> 网页节选:
那么,如何解决这个瓶颈?首先要解决利益的问题,也就是从业人员的生活保障问题。传统文化或技艺大多是非营利性的,在仪式、节日、日常生活中展演或解决实际问题,这就需要有一定的制度来保证传承人的生活。既然民族文化有助于现代国家的建设,国家应该予以有力的支持和援助,从政策层面解决问题的症结,保护和发扬少数民族传统文化,这是当下国家高举传统文化的题中之义。在影片中对此也有明确的暗示,梅香与父亲都在广东却联系不上,后来借助政府的力量才得以让梅香顺利回来,因而能够将苗族古歌传承下去。这一看似闲笔的点染,实际上有着十分重要的象征意义。大规模的民族文化保护和文化传承应该也必须进入政府的议事日程,才能有序、有效、深入地开展。其次,应该排除一些观念上的阻力,纠正一些错误的看法。在唯科学主义和现代传媒的双重夹击下,很多传统文化内容被不加分辨地斥之为迷信、愚昧、落后的东西。影片中,梅香没有受过现代知识的“污染”,葆有一颗淳朴开放的心,对苗族古歌有着深厚的情感,但这种情形已经很少见了。人是一团观念的集合,因此,观念的校正对于事情的顺利开展具有十分重要的意义,文化传承的顺利进行尤其如此。《论语·子路》载:“子路曰:‘卫君待子而为政,子将奚先?子曰:‘必也正名乎!”“名不正,则言不顺;言不顺,则事不成。”孔子的态度今日仍显得十分必要。最后,还要兼顾到个人兴趣。有了制度的保障、正确的认识之后,文化的传承并没有完成。梅香从小在老阿公的古歌中熏染,自然有一种亲近感,但其他人未必如此。有人出于责任去做,在道义上应予以称许;但对于传承者而言,仅有责任还不够,更需要兴趣,对传统文化真正的热爱。所谓“知之者不如好之者,好之者不如乐之者”(《论语·雍也》)实在是知人之言。能够把传统文化继承好并发扬光大的,除了利益和责任,尤其需要发自内心的爱。对于爱好的培养,需要不断熏陶,在各种岁时节庆、仪式活动中不断展演,让人们体会到其魅力,爱上它就是一件自然而然的事情了。

> 所给材料:

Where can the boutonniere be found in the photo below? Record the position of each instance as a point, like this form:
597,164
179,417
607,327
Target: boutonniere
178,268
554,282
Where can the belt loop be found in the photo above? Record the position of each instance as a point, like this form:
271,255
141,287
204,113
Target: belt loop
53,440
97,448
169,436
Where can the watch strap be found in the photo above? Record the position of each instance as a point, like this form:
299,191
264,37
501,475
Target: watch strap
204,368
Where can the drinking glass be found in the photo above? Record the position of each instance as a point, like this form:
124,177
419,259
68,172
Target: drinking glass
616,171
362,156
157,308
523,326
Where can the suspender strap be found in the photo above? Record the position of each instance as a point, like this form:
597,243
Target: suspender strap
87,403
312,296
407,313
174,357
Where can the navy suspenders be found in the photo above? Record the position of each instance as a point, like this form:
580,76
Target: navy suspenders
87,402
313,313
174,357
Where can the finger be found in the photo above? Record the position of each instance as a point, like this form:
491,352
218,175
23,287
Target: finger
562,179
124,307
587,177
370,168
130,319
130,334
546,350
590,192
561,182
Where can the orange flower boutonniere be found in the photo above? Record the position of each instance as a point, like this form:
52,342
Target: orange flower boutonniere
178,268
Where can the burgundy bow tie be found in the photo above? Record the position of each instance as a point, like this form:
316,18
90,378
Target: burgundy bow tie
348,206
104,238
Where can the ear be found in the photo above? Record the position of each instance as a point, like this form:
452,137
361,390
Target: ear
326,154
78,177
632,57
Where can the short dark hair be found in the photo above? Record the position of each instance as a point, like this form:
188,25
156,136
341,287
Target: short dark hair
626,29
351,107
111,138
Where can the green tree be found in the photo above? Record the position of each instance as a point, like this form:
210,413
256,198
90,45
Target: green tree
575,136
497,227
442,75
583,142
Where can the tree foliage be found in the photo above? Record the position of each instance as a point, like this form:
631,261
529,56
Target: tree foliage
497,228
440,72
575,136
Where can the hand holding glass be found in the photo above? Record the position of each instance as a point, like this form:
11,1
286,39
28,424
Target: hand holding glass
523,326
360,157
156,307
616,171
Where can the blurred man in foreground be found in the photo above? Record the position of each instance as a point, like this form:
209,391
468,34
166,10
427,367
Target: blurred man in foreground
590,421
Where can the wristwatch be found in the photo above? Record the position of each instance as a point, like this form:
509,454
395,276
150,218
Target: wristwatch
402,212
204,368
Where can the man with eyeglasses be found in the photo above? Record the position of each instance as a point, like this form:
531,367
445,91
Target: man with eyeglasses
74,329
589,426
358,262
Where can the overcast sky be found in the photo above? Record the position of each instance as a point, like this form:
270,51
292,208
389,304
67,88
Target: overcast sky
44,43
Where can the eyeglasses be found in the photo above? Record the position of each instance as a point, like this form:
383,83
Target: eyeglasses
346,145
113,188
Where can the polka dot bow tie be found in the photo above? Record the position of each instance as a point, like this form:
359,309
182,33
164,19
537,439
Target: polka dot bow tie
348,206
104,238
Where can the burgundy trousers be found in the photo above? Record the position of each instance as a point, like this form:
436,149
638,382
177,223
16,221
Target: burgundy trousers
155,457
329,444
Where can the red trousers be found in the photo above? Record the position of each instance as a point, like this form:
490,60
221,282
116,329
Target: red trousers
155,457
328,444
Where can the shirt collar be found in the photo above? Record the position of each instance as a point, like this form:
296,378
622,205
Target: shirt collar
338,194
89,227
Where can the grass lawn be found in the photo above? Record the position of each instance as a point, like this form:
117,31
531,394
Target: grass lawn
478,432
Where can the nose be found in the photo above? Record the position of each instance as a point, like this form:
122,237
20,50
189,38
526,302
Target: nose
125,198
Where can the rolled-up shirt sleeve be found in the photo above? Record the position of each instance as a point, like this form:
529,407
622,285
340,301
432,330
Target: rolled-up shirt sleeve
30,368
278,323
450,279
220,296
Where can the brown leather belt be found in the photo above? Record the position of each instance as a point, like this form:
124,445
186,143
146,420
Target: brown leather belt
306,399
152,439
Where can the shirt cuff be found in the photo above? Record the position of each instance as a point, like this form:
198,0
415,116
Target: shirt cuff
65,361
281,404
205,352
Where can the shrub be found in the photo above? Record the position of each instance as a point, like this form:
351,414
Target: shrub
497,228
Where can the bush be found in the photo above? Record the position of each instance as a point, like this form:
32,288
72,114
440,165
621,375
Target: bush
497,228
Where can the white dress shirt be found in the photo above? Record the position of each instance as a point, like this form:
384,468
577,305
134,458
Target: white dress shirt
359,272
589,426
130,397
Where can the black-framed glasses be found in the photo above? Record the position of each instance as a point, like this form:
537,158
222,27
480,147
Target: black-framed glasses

> 任务说明: 续写上面谈少数民族传统文化传承的网页节选，从它最后一句之后接着写。

> 参考解答:
《寂寨》对于苗族传统文化传承危机的揭示是十分醒豁的,惟愿有识之士继续关注。当然,对民族文化的保护需要多方的协作,既要来自政府的制度和经济保障,也要本民族的人民作为中坚力量承担这一重任,还需要不同族群的互相尊重和支持,如费孝通先生的十六字箴言“各美其美,美人之美,美美与共,天下大同”[4],如此方能切实做好少数民族传统文化的传承与弘扬。
结语
除了丰富的主题、对当下的深切关照,《寂寨》的对白使用苗语是另外一个亮点。民族语言是民族文化的容器和传达的工具,要保护民族文化首先要保护好民族语言。苗族的文字失丧已久,三大方言的文字创制是晚近的事。有了文字,随之而来的一个非常重要的工作就是对苗族文化的整理和记录,这是苗族文化传承下去的基础。同时,对于苗语的使用也要有意加强,还要强调学习苗文的重要性。绝大多数会说苗语的人并不会读写苗文,甚至大多数受过高等教育的苗族大学生都不会写苗文,这是一个令人遗憾的现象。电影中阿公给梅香的信就是用汉语写成,而念信的旁白却是苗语,更加突出了苗文普及率极低这一现象。在快节奏、高速度的现代社会,口传心记近乎不可能,民族文化的传承主要仰赖文字的记录与传播,所以识读苗文尤为重要。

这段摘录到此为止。